# Your instructions:
Copy nothing but the text: repeat each entry exactly and drop the images.

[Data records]
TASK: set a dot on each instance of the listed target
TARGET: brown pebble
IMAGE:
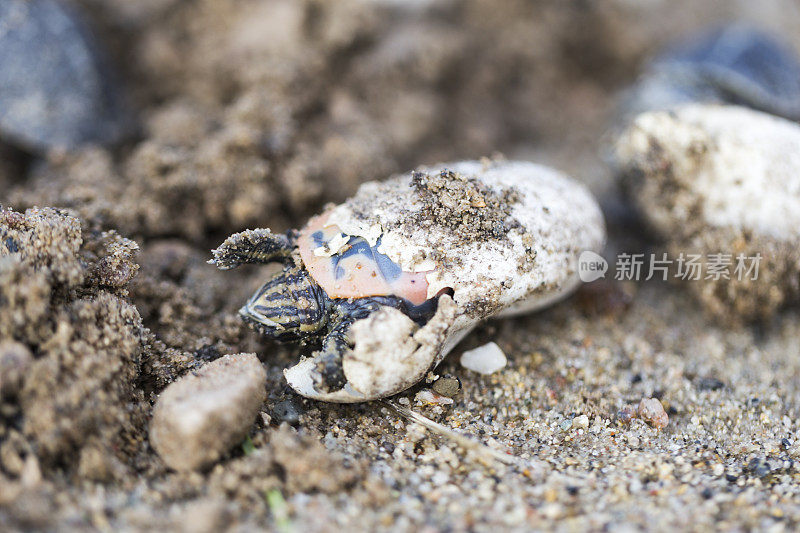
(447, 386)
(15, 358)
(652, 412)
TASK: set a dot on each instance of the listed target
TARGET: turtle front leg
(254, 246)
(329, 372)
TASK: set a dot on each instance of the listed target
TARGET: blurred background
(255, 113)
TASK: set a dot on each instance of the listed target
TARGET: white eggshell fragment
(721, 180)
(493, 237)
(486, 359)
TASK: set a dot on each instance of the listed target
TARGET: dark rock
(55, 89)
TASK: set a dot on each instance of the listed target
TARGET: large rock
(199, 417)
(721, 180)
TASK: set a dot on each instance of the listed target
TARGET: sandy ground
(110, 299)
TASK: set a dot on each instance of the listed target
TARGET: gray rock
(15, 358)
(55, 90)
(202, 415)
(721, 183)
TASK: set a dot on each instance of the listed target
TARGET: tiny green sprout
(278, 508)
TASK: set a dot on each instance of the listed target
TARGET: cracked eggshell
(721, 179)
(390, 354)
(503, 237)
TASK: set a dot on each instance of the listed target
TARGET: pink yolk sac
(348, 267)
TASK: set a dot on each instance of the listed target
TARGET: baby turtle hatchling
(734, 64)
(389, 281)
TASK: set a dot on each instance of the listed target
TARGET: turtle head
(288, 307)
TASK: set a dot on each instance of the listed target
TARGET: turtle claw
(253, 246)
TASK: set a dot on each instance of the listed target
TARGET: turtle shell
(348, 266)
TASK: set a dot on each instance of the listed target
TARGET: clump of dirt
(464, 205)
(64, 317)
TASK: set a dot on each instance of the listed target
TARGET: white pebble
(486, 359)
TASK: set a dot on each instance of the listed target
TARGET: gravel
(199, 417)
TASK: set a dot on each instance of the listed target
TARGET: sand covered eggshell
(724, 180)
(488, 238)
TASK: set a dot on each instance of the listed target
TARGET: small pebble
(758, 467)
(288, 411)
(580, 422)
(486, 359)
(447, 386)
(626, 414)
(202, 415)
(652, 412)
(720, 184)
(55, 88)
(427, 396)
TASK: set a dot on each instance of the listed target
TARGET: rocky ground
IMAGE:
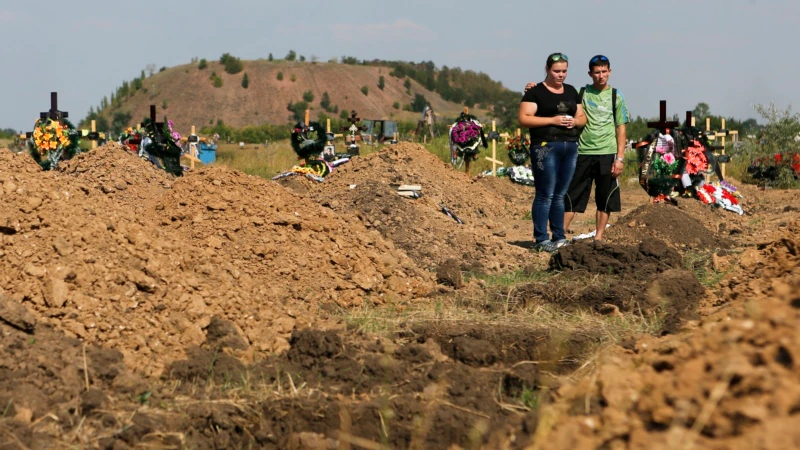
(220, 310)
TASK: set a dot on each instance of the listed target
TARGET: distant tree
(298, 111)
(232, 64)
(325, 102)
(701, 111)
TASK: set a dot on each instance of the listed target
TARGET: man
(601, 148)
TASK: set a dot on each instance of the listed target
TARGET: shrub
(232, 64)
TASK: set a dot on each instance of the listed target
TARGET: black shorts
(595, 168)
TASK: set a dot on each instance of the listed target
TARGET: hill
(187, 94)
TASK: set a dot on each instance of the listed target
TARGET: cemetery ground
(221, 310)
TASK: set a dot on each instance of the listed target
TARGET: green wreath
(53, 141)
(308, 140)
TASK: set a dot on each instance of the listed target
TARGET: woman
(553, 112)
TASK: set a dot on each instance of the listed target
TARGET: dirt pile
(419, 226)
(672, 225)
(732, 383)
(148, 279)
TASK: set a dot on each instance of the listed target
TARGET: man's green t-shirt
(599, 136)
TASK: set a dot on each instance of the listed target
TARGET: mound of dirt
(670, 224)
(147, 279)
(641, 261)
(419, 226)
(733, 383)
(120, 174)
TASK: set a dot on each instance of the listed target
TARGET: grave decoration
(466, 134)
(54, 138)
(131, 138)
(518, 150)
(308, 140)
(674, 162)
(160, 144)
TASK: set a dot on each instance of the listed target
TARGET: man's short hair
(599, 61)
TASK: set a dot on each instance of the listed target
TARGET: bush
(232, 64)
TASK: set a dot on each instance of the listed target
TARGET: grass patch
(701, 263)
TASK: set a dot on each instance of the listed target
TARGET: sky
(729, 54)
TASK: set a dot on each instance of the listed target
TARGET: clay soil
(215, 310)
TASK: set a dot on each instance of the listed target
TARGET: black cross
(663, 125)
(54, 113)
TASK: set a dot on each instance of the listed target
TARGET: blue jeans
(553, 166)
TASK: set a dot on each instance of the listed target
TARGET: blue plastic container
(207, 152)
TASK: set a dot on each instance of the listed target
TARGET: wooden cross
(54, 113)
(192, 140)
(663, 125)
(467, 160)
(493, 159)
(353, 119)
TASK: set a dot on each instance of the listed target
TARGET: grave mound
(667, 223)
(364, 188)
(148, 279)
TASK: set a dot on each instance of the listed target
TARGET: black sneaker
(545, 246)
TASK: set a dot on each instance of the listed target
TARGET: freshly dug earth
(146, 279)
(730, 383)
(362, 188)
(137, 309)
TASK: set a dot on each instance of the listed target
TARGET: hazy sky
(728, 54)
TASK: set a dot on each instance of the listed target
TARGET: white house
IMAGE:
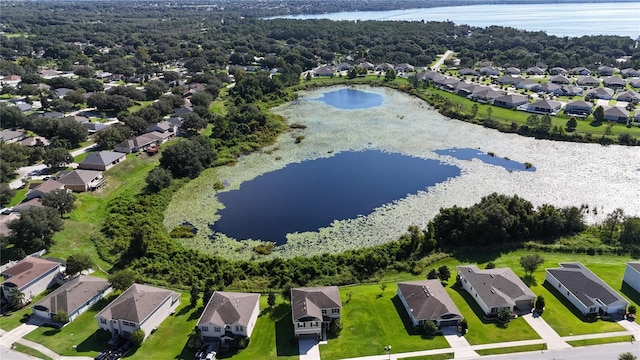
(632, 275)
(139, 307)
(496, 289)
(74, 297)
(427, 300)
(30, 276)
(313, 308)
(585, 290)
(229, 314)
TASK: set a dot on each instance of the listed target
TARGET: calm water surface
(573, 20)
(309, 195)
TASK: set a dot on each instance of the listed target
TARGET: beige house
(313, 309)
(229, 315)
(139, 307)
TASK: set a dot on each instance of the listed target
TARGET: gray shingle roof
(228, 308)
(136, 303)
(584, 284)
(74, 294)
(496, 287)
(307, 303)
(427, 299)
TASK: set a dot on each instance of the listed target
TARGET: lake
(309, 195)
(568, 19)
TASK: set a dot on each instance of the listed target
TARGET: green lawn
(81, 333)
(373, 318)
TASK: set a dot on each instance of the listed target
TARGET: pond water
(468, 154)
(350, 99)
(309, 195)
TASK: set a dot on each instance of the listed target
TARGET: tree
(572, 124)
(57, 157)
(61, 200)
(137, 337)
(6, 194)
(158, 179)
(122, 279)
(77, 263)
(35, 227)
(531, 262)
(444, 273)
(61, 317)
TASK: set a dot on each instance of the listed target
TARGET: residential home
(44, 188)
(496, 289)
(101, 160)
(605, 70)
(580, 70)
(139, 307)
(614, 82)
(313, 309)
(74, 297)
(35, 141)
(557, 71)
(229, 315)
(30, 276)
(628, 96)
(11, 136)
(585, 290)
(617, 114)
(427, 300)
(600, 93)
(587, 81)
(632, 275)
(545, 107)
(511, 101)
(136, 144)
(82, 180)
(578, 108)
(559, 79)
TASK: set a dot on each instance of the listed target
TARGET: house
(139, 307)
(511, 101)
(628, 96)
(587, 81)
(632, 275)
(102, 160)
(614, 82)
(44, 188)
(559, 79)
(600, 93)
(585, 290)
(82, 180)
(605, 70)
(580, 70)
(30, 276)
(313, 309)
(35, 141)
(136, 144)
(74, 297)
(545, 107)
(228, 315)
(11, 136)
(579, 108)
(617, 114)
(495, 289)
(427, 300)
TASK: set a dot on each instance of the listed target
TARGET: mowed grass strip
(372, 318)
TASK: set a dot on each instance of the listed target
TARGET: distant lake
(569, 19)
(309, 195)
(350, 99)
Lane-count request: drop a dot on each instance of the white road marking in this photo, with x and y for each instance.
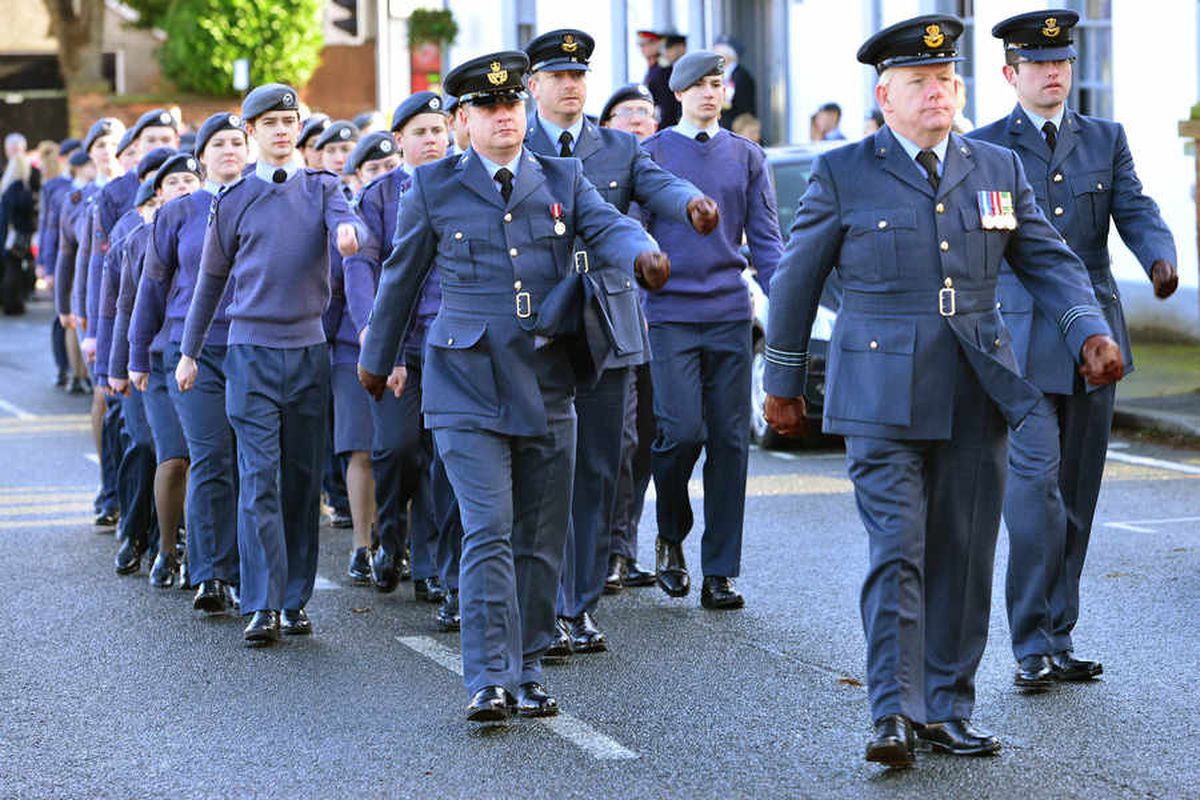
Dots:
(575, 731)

# Task answer:
TASK: set a dot on each instance of the listed target
TARGET: brown pebble
IMAGE:
(447, 386)
(15, 358)
(652, 412)
TASK: set a dot on each instance of the listed target
TARGET: turtle front leg
(254, 246)
(329, 372)
TASK: set a dot on each instance of the listed target
TARGET: blurred background
(255, 113)
TASK: set a dot on each instance of the listed target
TARGET: white eggshell fragment
(721, 180)
(493, 237)
(486, 359)
TASK: set a dot on each instance of the listed target
TARGET: dark rock
(55, 89)
TASK: set a dot on each instance of the listed target
TARGET: large rock
(199, 417)
(721, 180)
TASK: set a dot on each instance of the listed target
TARGET: sandy ground
(110, 299)
TASK: set a dot on each instance of the listed target
TARGET: gray rock
(15, 358)
(55, 90)
(202, 415)
(721, 183)
TASK: set a dot on each instance of the listed target
TARGET: tiny green sprout
(278, 508)
TASK: set a dot on each instance of the listed target
TARGET: cracked eggshell
(721, 179)
(390, 354)
(503, 237)
TASK: set a dot on each instance of the listed target
TARGET: pink yolk sac
(348, 267)
TASK: set a dot on each instance of the listed target
TARGET: baby turtle hatchling
(734, 64)
(389, 281)
TASK: set a dot on each instance of the listed target
TARGET: turtle head
(288, 307)
TASK: set a dot on each instance of the listed target
TARGET: turtle claw
(253, 246)
TASK: set a dot on each instance of the listed target
TARGET: turtle shell
(348, 266)
TASK: set a dot on each instance of the listed target
TARGET: clump of dirt
(464, 205)
(64, 317)
TASK: set a dot on each instance of the listed target
TARGET: white pebble
(486, 359)
TASK: set a dot on each instance of the listed target
TARGET: gravel
(199, 417)
TASK: set a dot on each instance of the listed target
TARGET: sand covered eggshell
(724, 180)
(488, 238)
TASK: set a dot on each instance of the listed target
TARGET: small pebble
(758, 467)
(288, 411)
(580, 422)
(486, 359)
(447, 386)
(626, 414)
(202, 415)
(652, 412)
(720, 184)
(55, 88)
(427, 396)
TASK: set a dot on each instance of the listed target
TARGET: rocky ground
IMAGE:
(220, 310)
TASK: set a dot on each instance of the listed target
TARGET: distant tree
(298, 111)
(232, 64)
(325, 102)
(701, 111)
TASK: set a dot on each instance of the listed target
TARGET: man
(601, 148)
TASK: set a dot on each instance of the listed target
TARGET: shrub
(232, 64)
TASK: set a dot on each instance of the listed target
TARGET: black shorts
(595, 168)
TASK: set a dot on each instance of the listed target
TARGET: hill
(187, 94)
TASK: set a dot on each instance of the listed target
TARGET: cemetery ground
(221, 310)
TASK: set a dot on each instance of the listed target
TARGET: green wreath
(53, 141)
(308, 140)
TASK: set a dot on each instance of the listed target
TARGET: woman
(553, 112)
TASK: set a dot on each instance of the listed target
TARGET: dirt pile
(419, 226)
(672, 225)
(732, 383)
(148, 279)
TASK: set a dot on each instance of the listed target
TARGET: man's green t-shirt
(599, 136)
TASK: set a dot on each instance of the listed target
TARGET: mound of dirt
(670, 224)
(147, 279)
(641, 261)
(419, 226)
(733, 383)
(120, 174)
TASK: set a dot on each instance of the listed target
TARGET: grave decoration
(466, 134)
(54, 138)
(131, 138)
(518, 150)
(308, 140)
(674, 162)
(160, 144)
TASK: set a dot on each instance of the listed target
TARGET: man's short hair
(599, 61)
TASK: set a dot on each instance of the listed target
TARGET: bush
(232, 64)
TASK: set a dot on each instance of the listed target
TARGET: grass patch
(701, 263)
TASK: set a dot on each instance of the listed target
TARGET: sky
(729, 54)
TASK: set a dot on each instance of the listed target
TARGET: clay soil
(215, 310)
TASK: set a dot on each instance of the listed target
TARGET: black cross
(663, 125)
(54, 113)
TASK: set a dot on each instance of the listed target
TARGET: blue jeans
(553, 166)
TASK: set a dot on each instance of the listed target
TARGET: blue plastic container
(207, 152)
TASK: set a dot on each instance of the listed target
TARGET: wooden cross
(54, 113)
(192, 140)
(663, 125)
(467, 160)
(493, 159)
(353, 119)
TASK: set a dot on each instance of the listed target
TARGET: grave mound
(667, 223)
(364, 188)
(148, 279)
TASK: set a dot on each instance of the listed target
TARGET: black sneaker
(545, 246)
TASK: set a dot on each instance of the listed target
TARGET: freshly dug earth
(146, 279)
(730, 383)
(362, 188)
(137, 309)
TASK: set a dot on each instance of the listed target
TARGET: hazy sky
(728, 54)
TASK: set a dot on each instance of the listed target
TARGET: white house
IMAGE:
(632, 275)
(139, 307)
(496, 289)
(74, 297)
(427, 300)
(30, 276)
(313, 308)
(585, 290)
(229, 314)
TASK: set a dot on each instance of the listed target
TARGET: calm water surface
(573, 20)
(309, 195)
TASK: set a dot on each instance of the listed target
TARGET: beige house
(313, 309)
(229, 315)
(139, 307)
TASK: set a dot on each instance of the listed target
TARGET: gray shingle roof
(228, 308)
(136, 303)
(584, 284)
(74, 294)
(496, 287)
(307, 303)
(427, 299)
TASK: set a dot on each instance of the listed target
TARGET: lake
(309, 195)
(568, 19)
TASK: set a dot on each instance of the listed target
TARGET: green lawn
(81, 333)
(373, 318)
TASK: set a dot on each instance of the listed target
TARGET: pond water
(468, 154)
(350, 99)
(309, 195)
TASK: set a dot on each instance of the listed target
TARGET: tree
(572, 124)
(57, 157)
(61, 200)
(137, 337)
(6, 194)
(158, 179)
(122, 279)
(77, 263)
(35, 227)
(531, 262)
(444, 273)
(61, 317)
TASK: set a dot on each instance of the listed target
TARGET: residential home
(44, 188)
(496, 289)
(101, 160)
(605, 70)
(580, 70)
(139, 307)
(614, 82)
(313, 309)
(74, 297)
(35, 141)
(557, 71)
(229, 315)
(30, 276)
(628, 96)
(11, 136)
(585, 290)
(617, 114)
(427, 300)
(600, 93)
(587, 81)
(632, 275)
(545, 107)
(511, 101)
(136, 144)
(82, 180)
(578, 108)
(559, 79)
TASK: set a dot on each instance of the listed target
TARGET: house
(139, 307)
(511, 101)
(628, 96)
(587, 81)
(632, 275)
(102, 160)
(614, 82)
(44, 188)
(559, 79)
(600, 93)
(585, 290)
(82, 180)
(605, 70)
(580, 70)
(30, 276)
(313, 309)
(35, 141)
(136, 144)
(74, 297)
(545, 107)
(228, 315)
(11, 136)
(579, 108)
(617, 114)
(495, 289)
(427, 300)
TASK: set a dot on each instance of the listed target
TARGET: mowed grass strip
(372, 318)
TASK: set a dot on each instance of the listed target
TARGET: distant lake
(569, 19)
(309, 195)
(350, 99)
Lane-count request: drop a dot on each instance of the white road marking in this photo, with x and y for each instance.
Dots:
(575, 731)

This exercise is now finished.